## Task input
— Begin —

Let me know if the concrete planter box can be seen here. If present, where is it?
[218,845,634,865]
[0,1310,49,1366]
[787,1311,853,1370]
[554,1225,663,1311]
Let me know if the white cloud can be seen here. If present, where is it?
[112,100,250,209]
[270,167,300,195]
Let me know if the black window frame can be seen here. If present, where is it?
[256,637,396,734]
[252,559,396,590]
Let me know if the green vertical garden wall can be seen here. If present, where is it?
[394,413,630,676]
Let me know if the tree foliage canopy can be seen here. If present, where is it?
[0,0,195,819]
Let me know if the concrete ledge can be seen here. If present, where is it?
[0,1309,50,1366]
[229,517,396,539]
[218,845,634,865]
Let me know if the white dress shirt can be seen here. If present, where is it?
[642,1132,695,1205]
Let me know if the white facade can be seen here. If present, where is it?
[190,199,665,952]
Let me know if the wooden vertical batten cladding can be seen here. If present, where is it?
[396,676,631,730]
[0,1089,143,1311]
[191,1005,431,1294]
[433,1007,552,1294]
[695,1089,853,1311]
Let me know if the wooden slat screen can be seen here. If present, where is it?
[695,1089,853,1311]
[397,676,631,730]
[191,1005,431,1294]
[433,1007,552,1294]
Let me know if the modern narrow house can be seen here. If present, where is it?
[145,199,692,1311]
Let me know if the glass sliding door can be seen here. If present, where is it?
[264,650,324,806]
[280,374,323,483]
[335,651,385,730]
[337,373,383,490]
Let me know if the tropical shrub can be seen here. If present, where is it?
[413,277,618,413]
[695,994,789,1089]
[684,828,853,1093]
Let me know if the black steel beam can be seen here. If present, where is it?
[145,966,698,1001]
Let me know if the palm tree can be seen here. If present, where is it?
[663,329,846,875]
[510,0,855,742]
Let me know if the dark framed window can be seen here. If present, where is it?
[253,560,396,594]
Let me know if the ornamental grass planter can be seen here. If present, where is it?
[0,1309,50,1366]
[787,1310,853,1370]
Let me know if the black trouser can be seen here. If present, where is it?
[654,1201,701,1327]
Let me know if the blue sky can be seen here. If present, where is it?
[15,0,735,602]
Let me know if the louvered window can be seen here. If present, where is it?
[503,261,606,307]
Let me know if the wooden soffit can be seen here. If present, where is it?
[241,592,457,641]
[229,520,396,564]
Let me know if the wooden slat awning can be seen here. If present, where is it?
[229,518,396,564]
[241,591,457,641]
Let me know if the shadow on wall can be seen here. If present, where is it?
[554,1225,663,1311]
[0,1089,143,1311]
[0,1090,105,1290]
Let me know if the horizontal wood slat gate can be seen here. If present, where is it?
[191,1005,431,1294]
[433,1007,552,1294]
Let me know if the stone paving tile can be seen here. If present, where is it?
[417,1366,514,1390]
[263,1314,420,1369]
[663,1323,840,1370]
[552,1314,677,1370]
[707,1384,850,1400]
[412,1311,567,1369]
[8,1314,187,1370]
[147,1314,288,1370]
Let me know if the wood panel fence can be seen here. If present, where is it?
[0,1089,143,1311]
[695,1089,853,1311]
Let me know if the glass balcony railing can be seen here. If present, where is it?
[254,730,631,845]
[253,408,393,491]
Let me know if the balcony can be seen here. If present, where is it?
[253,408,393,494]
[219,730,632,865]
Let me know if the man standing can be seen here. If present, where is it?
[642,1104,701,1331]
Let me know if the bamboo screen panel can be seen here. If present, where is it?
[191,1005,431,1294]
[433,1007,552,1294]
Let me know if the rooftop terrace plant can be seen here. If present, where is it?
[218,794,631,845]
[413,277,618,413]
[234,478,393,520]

— End —

## What you are asked to do
List every line of the listing that contains the word "balcony".

## Correct response
Let me know if the glass balcony railing can be seen here. If present, where is it?
Let me know if the balcony can be seen here. If present, where is it?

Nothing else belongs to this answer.